> [WORK INSTRUCTIONS]:
Count the lines below that contain the string "trunk", treating capital and lowercase letters as distinct. Reply with the number alone.
★ ★ ★ ★ ★ ★ ★
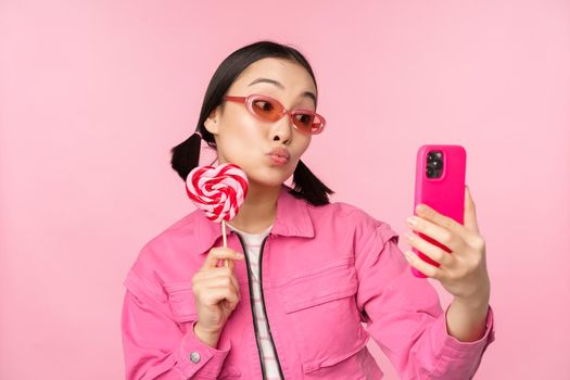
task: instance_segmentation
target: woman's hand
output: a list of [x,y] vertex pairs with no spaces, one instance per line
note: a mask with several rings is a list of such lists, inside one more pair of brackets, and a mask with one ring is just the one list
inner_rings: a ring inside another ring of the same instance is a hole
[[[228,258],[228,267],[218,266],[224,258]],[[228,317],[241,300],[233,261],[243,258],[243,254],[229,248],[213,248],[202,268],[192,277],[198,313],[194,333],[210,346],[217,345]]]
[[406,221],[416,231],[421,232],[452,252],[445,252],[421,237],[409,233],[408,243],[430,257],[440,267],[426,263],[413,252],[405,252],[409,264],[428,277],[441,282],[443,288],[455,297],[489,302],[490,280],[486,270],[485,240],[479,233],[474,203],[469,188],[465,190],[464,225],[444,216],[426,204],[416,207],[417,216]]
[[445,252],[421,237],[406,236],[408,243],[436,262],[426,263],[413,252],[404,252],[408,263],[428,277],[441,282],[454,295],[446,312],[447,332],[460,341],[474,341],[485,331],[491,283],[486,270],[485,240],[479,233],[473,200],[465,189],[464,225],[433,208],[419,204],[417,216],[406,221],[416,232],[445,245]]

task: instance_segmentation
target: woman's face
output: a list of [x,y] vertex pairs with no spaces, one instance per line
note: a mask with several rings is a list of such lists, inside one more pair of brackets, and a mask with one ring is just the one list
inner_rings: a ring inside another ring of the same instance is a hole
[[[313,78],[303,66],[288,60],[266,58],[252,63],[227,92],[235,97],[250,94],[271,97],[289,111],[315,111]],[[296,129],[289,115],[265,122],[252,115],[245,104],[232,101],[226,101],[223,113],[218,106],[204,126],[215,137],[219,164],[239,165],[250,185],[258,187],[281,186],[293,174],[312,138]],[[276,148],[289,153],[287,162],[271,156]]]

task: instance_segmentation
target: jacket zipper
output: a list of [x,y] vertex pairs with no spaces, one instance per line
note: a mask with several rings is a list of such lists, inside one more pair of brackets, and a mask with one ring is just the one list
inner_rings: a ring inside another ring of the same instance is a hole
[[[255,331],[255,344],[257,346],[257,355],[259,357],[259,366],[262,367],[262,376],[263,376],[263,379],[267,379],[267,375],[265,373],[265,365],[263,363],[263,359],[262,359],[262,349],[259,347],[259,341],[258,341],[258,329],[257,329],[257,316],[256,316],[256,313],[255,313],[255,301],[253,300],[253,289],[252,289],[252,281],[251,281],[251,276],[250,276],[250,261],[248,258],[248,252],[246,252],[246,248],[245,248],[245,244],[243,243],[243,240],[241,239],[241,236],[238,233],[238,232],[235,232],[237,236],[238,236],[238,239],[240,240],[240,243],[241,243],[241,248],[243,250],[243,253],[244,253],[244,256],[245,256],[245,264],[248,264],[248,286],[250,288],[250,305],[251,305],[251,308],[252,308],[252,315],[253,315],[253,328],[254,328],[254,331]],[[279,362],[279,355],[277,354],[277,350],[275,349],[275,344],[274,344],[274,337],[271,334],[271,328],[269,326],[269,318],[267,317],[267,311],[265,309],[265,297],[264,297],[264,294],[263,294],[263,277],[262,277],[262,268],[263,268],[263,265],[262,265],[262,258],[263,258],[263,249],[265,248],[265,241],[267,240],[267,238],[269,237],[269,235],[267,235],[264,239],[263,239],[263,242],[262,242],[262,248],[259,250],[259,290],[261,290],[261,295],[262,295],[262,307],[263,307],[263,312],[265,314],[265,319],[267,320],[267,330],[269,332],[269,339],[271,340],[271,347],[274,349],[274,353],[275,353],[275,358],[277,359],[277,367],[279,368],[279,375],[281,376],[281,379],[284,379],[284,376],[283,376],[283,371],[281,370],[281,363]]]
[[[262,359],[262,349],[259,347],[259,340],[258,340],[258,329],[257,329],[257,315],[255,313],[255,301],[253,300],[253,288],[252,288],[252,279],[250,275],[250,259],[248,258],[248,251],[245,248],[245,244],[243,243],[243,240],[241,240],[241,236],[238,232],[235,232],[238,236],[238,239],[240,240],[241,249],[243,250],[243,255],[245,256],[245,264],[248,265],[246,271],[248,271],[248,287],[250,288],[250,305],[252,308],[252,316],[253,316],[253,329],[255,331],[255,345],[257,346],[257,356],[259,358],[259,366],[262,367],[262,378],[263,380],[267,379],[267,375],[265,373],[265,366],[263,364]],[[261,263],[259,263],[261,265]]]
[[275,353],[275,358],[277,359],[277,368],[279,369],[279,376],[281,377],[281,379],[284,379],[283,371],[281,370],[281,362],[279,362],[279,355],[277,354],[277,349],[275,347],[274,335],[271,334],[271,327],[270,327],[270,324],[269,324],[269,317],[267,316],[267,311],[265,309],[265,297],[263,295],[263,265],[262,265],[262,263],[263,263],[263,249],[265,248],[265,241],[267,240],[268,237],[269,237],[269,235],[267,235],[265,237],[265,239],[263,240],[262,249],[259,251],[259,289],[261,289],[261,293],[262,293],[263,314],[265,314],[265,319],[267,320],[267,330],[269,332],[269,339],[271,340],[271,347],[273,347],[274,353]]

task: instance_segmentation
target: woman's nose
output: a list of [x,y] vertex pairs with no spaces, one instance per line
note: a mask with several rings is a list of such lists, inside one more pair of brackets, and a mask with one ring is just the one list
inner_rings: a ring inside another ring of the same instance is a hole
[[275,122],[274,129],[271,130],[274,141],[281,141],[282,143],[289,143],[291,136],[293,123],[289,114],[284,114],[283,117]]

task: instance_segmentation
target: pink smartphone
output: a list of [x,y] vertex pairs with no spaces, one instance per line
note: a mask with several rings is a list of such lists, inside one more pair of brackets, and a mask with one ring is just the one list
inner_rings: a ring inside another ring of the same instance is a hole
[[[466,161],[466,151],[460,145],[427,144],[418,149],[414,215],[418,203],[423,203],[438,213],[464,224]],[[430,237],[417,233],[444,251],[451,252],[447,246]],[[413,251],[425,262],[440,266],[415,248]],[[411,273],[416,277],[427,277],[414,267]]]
★ ★ ★ ★ ★ ★ ★
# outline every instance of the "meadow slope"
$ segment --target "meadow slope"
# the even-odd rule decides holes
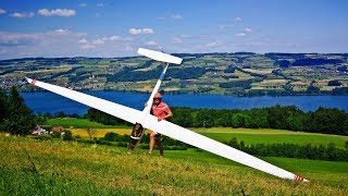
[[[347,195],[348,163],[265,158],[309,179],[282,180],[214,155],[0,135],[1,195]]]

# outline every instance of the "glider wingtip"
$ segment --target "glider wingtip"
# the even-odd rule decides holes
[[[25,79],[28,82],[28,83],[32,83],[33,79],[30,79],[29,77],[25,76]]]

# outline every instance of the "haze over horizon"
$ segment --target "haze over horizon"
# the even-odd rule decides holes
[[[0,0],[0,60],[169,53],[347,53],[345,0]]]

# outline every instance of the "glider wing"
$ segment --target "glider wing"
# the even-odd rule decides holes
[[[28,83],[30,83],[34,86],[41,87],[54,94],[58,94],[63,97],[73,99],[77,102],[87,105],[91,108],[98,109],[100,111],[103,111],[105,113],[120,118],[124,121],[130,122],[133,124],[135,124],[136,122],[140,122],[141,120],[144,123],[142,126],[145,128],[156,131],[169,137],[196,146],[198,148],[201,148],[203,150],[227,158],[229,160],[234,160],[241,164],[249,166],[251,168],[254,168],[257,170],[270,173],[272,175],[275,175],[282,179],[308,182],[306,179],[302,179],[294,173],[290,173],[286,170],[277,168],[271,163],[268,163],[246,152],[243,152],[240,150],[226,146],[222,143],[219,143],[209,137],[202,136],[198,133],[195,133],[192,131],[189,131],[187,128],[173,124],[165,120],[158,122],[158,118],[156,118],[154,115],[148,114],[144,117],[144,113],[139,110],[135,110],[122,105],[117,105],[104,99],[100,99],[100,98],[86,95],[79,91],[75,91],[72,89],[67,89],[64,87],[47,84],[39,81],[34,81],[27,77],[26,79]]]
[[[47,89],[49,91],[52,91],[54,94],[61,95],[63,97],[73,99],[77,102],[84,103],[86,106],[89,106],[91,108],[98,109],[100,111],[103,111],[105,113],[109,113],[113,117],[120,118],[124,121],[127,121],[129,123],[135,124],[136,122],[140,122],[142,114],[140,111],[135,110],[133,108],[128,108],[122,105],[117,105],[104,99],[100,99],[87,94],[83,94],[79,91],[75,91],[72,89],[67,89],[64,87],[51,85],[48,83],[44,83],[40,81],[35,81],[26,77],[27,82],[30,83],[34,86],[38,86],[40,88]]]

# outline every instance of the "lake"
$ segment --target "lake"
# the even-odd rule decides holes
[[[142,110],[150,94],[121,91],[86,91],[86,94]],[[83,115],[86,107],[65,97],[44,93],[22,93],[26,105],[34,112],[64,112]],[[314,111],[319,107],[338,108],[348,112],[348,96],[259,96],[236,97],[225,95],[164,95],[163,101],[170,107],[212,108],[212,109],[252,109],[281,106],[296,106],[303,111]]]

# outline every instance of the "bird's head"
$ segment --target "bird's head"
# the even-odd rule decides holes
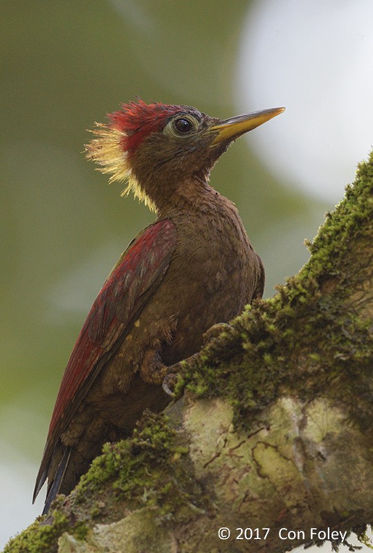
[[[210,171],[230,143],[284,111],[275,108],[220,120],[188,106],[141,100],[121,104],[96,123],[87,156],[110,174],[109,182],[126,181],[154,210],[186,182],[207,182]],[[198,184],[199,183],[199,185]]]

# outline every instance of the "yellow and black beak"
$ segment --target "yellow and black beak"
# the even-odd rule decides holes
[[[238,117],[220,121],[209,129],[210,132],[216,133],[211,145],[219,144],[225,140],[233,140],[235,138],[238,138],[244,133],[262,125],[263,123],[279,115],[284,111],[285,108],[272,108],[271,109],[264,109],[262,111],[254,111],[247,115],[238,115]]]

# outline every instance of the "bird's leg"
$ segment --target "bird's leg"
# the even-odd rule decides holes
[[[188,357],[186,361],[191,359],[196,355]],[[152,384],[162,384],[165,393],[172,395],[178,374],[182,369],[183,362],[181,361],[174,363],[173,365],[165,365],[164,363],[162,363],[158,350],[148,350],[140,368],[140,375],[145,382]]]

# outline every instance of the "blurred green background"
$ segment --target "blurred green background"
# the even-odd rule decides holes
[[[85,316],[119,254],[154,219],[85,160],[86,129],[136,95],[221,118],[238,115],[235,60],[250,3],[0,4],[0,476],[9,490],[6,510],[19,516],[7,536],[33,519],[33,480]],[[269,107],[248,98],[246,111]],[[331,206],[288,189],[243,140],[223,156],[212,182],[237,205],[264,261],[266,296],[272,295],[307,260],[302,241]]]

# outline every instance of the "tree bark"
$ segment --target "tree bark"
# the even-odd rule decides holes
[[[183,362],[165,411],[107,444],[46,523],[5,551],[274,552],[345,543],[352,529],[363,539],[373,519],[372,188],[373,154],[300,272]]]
★ ★ ★ ★ ★ ★ ★
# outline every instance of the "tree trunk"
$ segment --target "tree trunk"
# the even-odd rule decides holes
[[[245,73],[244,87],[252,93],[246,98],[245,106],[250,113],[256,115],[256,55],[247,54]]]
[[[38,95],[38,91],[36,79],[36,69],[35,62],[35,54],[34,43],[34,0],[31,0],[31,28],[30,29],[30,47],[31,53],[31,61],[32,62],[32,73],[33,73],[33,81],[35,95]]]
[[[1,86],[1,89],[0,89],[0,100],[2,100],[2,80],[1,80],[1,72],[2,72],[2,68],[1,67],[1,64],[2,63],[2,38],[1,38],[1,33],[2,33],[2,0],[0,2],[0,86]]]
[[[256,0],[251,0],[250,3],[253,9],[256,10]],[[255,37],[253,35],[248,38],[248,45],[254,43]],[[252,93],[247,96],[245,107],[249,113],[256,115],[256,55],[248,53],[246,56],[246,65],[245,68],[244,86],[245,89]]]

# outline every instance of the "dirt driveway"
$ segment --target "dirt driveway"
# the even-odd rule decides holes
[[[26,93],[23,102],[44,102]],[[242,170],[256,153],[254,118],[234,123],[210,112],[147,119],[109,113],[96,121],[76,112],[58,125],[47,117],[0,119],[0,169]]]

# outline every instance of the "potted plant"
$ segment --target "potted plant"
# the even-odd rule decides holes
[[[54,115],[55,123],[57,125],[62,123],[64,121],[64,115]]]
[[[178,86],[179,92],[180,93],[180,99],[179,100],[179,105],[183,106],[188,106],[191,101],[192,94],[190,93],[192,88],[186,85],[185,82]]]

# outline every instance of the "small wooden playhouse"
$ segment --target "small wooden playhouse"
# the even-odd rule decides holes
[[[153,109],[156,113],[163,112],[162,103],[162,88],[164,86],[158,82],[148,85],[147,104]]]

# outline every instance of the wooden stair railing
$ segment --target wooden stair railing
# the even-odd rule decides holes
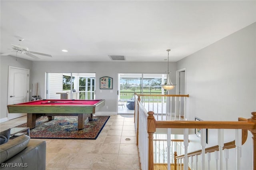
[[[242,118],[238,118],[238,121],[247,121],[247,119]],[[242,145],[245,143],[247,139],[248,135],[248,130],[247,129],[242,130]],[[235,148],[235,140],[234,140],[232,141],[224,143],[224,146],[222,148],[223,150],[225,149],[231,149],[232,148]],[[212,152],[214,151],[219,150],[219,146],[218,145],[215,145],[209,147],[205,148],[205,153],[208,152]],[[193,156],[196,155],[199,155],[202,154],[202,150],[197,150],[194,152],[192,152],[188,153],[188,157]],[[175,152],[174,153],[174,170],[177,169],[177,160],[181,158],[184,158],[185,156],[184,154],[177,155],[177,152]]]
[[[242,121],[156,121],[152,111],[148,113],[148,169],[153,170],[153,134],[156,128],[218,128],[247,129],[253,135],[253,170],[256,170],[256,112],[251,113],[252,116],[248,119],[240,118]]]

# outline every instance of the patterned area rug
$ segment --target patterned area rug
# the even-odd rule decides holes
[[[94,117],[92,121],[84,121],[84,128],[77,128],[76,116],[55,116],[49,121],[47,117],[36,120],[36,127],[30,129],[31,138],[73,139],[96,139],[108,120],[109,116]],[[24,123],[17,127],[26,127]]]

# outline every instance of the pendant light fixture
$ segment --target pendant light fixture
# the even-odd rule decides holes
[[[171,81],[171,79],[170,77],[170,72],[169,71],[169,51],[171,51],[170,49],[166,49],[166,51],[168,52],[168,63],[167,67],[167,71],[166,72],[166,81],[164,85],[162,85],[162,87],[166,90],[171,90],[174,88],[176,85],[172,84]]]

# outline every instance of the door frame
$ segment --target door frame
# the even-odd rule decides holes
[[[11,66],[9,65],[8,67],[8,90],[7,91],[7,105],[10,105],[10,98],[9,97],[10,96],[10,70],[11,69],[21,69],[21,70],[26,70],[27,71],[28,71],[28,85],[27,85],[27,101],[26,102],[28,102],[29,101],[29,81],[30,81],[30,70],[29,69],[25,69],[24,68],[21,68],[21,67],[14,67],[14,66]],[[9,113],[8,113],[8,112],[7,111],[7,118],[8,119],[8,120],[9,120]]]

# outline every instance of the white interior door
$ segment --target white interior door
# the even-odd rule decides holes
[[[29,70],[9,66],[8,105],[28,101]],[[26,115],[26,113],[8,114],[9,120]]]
★ ★ ★ ★ ★ ★ ★
> [EXERCISE RESPONSE]:
2